■ **What the task asks**
Please give back, exactly as written, only the line containing "Get street lamp" and every line after it until the data below ends.

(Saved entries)
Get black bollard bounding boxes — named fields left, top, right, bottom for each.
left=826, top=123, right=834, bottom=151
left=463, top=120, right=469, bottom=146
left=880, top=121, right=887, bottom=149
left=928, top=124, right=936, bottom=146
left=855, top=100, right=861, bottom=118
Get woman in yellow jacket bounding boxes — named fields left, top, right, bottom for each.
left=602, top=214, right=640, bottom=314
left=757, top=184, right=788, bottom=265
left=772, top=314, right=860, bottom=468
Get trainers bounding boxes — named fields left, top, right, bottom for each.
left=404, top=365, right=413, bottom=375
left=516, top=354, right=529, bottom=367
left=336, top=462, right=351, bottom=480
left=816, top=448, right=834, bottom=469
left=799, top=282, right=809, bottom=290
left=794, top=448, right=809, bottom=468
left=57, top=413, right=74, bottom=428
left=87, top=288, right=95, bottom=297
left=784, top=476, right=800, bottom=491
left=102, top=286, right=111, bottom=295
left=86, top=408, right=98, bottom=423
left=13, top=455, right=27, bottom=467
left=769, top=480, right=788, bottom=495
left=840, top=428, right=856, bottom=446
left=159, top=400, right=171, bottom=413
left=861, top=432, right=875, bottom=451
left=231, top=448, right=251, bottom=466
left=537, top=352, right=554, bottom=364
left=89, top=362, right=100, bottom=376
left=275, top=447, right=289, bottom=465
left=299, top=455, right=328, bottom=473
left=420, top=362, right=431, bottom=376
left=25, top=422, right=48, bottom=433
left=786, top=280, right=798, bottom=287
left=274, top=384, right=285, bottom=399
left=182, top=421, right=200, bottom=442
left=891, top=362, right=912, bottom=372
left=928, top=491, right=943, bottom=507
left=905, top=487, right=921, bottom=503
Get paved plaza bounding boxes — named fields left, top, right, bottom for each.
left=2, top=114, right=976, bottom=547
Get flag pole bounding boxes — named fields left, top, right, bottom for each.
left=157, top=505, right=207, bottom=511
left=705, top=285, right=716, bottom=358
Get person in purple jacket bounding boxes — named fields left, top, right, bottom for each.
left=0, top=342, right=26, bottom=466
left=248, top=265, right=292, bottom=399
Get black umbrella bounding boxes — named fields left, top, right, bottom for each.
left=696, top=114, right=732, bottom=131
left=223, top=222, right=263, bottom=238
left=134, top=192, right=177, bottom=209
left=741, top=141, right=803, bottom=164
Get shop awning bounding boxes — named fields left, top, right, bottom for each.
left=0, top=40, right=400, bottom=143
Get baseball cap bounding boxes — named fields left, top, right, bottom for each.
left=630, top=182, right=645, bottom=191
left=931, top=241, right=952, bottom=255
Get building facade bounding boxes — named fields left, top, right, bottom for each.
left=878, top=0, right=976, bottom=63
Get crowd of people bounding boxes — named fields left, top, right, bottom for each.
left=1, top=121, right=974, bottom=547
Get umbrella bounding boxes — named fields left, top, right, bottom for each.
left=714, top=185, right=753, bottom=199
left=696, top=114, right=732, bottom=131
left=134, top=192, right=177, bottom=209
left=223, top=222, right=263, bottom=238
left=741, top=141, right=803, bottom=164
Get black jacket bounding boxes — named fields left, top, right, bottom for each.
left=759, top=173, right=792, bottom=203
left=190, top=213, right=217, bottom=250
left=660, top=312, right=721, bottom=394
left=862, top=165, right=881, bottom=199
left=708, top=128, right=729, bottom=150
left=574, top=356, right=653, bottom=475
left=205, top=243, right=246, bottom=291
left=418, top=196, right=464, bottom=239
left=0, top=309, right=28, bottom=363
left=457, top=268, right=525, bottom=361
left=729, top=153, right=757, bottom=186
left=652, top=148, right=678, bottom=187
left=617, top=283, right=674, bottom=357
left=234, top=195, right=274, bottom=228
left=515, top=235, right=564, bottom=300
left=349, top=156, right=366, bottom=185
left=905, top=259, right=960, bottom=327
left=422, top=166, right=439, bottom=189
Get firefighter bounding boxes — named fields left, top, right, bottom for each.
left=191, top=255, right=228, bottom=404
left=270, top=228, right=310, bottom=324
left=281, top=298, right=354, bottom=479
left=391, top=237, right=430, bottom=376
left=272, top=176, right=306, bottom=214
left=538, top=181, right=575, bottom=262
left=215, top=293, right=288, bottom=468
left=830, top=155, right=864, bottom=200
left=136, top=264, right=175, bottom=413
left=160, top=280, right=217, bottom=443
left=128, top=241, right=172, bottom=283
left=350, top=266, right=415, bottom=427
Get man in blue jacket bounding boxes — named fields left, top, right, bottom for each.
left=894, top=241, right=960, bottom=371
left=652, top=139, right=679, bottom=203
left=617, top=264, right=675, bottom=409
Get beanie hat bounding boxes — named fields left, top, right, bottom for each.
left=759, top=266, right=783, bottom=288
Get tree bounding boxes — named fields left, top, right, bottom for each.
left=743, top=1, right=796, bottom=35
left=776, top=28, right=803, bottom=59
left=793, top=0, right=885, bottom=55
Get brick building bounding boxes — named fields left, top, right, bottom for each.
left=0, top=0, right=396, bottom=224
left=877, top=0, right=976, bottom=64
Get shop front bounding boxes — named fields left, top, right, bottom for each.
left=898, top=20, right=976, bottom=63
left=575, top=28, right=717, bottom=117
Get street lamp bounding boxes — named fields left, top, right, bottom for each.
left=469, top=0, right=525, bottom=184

■ **Task solution**
Get street lamp bounding boxes — named fields left, top, right, bottom for each.
left=469, top=0, right=525, bottom=184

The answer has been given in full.